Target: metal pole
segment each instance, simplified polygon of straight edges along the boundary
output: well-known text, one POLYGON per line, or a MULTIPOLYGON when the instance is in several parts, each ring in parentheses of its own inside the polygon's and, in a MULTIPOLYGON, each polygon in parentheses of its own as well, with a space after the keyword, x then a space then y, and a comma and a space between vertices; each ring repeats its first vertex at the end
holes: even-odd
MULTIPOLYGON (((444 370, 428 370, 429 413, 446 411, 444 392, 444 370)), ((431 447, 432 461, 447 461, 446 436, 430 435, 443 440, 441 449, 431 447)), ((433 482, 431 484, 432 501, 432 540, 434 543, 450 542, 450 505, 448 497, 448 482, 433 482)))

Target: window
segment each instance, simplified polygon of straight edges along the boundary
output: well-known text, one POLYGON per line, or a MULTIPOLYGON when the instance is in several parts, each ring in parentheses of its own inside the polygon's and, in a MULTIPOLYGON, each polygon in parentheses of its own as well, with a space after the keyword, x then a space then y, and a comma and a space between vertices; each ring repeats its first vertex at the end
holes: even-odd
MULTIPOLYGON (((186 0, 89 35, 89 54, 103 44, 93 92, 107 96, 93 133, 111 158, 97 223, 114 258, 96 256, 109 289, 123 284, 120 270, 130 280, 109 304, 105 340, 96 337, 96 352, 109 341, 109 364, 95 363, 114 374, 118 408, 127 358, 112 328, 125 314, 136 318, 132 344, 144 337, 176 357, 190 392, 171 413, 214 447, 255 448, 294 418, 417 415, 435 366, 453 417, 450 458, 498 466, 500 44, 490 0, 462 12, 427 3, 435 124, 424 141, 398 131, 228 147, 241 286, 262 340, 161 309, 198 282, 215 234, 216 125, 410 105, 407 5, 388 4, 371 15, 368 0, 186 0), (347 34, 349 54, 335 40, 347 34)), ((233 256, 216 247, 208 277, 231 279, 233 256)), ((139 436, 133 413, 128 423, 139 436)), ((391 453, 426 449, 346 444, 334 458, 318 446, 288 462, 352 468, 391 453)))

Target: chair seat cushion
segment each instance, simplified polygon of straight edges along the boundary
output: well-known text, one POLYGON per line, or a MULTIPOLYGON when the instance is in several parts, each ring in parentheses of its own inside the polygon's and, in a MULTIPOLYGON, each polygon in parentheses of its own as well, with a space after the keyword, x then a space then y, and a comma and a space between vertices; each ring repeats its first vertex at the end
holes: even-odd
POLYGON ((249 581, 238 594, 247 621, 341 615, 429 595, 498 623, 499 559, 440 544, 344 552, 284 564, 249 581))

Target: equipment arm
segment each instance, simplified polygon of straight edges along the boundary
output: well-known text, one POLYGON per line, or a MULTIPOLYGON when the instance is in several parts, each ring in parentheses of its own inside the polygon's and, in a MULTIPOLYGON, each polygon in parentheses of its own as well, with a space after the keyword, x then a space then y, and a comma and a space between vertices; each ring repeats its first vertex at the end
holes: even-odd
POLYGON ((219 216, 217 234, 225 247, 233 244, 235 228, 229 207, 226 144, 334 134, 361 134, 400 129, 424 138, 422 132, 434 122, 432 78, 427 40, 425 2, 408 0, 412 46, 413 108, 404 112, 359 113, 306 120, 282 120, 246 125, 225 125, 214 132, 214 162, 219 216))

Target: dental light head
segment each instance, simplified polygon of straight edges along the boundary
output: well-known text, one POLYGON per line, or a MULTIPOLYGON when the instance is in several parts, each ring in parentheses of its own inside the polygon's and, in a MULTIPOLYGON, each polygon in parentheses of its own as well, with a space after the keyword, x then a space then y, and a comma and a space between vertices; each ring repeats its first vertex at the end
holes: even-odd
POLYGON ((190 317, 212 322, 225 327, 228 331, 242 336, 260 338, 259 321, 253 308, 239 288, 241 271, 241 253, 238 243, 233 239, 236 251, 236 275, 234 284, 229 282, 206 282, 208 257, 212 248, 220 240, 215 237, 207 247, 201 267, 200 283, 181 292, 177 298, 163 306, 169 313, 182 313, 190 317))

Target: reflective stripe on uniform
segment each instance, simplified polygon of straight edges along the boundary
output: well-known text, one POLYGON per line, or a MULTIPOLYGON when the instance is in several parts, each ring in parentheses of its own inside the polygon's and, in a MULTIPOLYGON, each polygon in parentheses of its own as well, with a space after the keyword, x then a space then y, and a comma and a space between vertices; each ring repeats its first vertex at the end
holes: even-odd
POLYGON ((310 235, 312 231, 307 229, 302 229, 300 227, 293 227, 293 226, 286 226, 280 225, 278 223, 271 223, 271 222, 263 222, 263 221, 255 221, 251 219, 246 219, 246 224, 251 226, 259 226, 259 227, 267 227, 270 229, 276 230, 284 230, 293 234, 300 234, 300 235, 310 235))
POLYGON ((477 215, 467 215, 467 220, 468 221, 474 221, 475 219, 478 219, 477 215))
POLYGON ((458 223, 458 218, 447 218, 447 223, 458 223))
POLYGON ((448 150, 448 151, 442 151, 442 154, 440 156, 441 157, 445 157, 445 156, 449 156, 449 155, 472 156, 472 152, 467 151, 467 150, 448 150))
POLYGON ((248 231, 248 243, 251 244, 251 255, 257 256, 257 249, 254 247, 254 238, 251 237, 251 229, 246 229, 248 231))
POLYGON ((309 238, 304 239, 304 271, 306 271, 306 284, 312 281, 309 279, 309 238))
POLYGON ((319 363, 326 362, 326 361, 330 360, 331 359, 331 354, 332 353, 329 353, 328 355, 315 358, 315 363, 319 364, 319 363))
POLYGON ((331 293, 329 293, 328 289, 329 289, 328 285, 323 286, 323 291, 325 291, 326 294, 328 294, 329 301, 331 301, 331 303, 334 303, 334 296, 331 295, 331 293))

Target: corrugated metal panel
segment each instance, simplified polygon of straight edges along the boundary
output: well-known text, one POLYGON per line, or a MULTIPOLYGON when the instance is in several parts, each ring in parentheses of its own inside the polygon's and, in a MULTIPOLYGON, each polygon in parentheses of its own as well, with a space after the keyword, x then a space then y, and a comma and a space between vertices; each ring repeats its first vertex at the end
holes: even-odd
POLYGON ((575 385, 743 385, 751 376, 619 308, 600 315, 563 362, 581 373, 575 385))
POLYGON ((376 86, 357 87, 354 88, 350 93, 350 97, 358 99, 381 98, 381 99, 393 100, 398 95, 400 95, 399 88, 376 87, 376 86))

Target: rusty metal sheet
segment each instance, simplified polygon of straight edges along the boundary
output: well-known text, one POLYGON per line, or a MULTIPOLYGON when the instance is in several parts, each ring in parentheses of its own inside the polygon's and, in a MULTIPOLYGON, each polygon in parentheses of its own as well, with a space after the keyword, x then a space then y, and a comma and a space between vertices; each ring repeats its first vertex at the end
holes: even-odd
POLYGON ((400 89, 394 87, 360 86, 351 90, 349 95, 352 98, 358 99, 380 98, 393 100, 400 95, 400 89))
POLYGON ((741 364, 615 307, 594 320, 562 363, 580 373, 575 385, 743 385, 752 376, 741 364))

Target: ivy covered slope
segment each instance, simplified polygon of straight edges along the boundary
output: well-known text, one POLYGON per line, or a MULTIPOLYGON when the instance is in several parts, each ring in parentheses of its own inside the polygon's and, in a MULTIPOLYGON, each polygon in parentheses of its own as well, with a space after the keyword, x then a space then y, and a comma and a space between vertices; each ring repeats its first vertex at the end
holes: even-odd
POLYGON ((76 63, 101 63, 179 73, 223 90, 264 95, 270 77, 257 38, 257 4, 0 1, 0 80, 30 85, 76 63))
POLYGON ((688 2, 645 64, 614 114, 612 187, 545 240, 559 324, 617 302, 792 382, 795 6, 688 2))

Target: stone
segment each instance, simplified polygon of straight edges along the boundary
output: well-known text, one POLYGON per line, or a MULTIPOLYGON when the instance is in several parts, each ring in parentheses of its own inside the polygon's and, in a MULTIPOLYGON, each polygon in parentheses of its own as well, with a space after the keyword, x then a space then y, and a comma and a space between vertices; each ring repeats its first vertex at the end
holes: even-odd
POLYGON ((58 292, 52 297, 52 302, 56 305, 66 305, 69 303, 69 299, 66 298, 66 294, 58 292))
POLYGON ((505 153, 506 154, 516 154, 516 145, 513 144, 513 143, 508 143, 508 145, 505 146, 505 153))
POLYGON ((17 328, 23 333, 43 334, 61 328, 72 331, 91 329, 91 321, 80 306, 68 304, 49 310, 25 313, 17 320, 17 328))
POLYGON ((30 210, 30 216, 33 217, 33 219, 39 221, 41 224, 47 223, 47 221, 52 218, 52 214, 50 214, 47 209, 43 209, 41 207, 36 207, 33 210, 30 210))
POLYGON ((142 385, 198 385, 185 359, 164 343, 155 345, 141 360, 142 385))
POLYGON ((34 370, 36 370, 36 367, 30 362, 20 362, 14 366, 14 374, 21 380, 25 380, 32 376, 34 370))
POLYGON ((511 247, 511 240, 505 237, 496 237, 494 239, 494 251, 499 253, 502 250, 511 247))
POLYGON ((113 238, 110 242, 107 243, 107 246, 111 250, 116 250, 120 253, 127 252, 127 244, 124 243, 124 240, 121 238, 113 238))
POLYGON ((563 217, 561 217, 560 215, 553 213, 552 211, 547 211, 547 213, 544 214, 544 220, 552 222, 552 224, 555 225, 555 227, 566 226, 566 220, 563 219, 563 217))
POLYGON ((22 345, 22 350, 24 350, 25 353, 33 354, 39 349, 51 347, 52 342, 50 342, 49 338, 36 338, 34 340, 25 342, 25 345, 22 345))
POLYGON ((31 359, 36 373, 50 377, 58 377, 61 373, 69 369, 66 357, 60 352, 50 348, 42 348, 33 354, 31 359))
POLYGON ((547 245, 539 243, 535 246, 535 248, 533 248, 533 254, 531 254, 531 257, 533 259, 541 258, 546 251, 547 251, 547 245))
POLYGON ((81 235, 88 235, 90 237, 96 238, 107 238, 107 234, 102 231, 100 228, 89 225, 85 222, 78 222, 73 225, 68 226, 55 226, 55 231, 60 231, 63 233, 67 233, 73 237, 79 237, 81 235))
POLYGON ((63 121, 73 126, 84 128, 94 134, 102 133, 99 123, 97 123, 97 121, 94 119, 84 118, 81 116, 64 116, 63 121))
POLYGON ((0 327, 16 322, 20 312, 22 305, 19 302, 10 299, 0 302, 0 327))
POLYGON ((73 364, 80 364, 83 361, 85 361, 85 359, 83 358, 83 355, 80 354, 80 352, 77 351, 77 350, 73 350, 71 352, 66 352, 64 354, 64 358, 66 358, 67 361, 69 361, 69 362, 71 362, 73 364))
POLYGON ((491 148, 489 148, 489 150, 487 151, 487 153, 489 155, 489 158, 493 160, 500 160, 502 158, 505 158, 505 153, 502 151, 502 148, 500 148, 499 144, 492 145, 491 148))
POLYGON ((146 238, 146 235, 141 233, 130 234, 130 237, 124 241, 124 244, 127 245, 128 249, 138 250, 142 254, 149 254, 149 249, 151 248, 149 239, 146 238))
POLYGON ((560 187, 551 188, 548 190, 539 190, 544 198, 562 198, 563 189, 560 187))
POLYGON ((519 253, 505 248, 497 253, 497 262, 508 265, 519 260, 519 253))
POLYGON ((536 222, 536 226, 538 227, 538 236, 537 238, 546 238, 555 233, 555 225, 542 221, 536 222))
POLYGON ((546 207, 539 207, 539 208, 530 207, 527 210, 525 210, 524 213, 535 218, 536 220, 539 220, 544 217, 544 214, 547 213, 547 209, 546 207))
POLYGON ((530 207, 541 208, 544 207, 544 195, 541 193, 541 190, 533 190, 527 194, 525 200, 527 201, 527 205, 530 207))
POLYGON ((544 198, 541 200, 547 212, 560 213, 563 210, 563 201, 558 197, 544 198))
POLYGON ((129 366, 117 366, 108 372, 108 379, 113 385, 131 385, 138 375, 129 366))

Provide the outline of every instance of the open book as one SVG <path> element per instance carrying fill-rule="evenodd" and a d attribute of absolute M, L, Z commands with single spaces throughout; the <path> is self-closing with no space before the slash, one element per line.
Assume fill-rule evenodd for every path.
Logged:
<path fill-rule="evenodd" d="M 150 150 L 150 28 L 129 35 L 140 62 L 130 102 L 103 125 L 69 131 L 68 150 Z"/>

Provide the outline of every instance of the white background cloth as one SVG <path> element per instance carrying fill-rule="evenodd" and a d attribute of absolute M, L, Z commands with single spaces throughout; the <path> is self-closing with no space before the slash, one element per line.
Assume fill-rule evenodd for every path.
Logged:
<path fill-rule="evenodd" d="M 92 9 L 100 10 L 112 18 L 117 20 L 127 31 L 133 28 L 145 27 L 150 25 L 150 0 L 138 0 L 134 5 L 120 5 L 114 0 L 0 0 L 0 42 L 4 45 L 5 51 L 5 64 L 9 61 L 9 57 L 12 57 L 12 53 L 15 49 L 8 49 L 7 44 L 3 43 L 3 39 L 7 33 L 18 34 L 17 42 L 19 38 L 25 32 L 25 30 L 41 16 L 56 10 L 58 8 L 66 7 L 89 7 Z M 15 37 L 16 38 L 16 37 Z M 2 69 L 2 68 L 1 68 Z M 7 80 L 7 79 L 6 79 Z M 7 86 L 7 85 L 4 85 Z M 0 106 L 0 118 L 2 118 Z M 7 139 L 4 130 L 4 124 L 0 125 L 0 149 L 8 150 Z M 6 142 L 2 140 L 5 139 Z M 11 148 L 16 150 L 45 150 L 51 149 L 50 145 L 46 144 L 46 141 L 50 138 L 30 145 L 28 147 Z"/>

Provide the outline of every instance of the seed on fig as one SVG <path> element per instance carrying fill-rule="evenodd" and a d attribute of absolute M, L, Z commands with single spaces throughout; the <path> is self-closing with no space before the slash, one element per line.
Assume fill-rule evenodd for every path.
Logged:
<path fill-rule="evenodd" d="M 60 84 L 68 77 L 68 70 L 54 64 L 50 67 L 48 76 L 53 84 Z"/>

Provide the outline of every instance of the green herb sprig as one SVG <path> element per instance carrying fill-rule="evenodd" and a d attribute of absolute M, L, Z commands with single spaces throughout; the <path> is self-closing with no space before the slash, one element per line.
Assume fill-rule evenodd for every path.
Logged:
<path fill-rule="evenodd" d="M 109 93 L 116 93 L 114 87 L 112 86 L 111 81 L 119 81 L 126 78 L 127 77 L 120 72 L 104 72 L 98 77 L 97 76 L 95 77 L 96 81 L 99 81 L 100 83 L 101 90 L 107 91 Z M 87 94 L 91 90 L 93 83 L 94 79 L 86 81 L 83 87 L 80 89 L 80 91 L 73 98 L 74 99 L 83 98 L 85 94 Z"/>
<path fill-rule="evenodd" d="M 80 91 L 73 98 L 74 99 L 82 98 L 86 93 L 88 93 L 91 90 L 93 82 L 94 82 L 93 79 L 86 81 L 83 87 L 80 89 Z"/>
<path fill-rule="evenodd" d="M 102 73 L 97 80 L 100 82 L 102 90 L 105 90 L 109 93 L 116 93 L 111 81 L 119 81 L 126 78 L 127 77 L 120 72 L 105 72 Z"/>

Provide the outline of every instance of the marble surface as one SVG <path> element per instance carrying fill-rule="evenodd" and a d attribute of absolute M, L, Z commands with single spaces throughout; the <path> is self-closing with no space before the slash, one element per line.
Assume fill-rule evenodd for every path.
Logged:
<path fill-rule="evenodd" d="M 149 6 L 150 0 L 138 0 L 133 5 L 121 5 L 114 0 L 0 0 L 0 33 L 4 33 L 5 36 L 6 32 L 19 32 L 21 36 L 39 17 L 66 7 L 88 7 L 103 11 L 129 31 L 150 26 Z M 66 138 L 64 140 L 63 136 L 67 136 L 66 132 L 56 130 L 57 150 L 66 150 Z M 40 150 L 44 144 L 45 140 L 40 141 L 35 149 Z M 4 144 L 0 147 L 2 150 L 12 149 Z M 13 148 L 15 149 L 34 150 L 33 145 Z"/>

— TASK BRIEF —
Copy out each line of the material above that holds the word "Target".

— SOLUTION BELOW —
Target: metal pole
Target: window
Target: chair seat cushion
Target: equipment arm
Target: dental light head
Target: reflective stripe on uniform
Target: corrugated metal panel
Target: rusty metal sheet
Target: ivy covered slope
Target: stone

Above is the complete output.